In the part of the listing that starts with the line containing "Find the woman" and ends with the line containing "M103 120L28 113L48 208Z", rename "mask" to "region" and reproduce only that part, with nothing else changed.

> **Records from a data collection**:

# # # # # # #

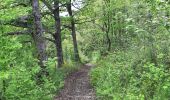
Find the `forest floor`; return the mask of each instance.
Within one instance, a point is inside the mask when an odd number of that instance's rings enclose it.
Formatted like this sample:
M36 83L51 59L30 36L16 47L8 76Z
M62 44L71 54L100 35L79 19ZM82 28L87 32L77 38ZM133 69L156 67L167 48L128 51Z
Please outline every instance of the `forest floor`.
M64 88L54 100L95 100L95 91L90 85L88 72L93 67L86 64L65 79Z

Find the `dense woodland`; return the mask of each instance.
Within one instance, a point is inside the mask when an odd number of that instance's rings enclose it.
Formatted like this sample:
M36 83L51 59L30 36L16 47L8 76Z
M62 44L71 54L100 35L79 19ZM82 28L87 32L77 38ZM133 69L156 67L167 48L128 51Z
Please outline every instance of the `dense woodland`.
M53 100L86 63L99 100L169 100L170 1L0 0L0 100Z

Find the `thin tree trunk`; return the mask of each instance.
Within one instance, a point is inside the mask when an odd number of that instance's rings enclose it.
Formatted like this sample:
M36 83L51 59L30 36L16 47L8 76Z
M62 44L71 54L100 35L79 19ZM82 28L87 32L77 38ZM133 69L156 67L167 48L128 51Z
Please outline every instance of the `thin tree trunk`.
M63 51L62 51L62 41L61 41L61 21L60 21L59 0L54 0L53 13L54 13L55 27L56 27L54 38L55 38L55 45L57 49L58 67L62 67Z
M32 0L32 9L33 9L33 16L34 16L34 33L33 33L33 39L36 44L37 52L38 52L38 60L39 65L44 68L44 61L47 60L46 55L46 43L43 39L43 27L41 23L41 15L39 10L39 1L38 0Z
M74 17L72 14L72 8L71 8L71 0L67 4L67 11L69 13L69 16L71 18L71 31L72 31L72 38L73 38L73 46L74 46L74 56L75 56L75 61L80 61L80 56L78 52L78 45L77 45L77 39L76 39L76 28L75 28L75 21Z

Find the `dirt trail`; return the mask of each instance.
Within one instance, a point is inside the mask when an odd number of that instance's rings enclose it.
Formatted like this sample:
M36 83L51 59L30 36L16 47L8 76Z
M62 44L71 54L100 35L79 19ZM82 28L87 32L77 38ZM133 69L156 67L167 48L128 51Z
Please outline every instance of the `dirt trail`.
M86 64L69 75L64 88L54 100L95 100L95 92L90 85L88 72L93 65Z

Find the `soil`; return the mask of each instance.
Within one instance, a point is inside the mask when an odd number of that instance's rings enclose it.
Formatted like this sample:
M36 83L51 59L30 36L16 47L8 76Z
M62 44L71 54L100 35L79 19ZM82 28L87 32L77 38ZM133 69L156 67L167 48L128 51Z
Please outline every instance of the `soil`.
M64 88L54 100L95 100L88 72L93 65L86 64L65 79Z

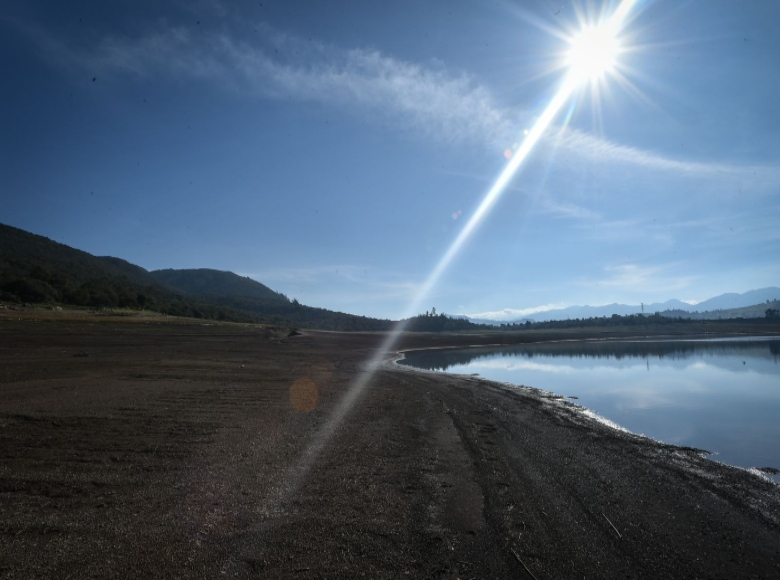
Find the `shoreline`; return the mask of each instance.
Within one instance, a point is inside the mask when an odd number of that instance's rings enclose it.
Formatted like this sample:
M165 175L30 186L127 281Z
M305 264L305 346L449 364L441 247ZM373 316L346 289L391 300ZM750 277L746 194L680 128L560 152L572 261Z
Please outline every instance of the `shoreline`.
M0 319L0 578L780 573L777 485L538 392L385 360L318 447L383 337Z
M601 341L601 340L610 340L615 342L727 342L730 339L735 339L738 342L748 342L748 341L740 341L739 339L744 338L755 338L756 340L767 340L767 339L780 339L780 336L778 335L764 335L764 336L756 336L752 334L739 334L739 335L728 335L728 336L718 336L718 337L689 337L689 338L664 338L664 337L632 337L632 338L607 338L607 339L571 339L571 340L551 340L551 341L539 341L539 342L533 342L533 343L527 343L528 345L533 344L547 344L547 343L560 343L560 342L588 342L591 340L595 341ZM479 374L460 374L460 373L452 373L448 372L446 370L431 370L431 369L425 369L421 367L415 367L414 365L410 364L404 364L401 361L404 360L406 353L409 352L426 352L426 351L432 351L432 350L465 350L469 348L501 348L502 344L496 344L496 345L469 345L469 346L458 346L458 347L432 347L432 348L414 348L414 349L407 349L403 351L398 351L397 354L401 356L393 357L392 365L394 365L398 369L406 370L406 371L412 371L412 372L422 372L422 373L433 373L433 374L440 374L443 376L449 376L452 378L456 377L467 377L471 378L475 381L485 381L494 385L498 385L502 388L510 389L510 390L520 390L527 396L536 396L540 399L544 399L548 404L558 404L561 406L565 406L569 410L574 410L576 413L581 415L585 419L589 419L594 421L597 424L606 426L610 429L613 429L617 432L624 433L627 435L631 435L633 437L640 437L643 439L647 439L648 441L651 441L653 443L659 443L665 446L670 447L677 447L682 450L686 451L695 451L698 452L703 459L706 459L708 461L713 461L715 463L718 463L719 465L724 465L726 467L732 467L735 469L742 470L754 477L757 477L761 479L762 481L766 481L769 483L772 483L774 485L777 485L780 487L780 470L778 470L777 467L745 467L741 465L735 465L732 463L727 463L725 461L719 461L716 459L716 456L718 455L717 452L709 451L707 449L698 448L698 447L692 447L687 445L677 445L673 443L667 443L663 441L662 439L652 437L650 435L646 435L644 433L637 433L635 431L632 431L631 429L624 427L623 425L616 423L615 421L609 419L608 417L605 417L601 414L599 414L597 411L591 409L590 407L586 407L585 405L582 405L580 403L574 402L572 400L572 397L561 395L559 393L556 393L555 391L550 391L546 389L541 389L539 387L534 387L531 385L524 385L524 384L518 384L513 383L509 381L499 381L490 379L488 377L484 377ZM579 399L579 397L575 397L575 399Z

# # # # # # #

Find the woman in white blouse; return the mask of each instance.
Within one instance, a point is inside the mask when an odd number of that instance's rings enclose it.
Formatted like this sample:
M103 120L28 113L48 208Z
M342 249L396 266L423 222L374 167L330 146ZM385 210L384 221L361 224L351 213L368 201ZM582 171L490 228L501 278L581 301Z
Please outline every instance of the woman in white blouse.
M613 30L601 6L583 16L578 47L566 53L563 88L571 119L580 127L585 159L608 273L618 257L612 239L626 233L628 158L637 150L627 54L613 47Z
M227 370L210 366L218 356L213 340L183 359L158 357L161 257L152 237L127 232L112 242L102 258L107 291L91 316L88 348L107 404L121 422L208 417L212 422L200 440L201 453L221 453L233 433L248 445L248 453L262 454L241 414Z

# # # # # # #

> **Task output**:
Find the woman in white blouse; return the region of each instance.
Within one instance, a point is inside the region when an odd number of that instance's rings enclose it.
Formatted like this sample:
M103 120L28 113L48 208Z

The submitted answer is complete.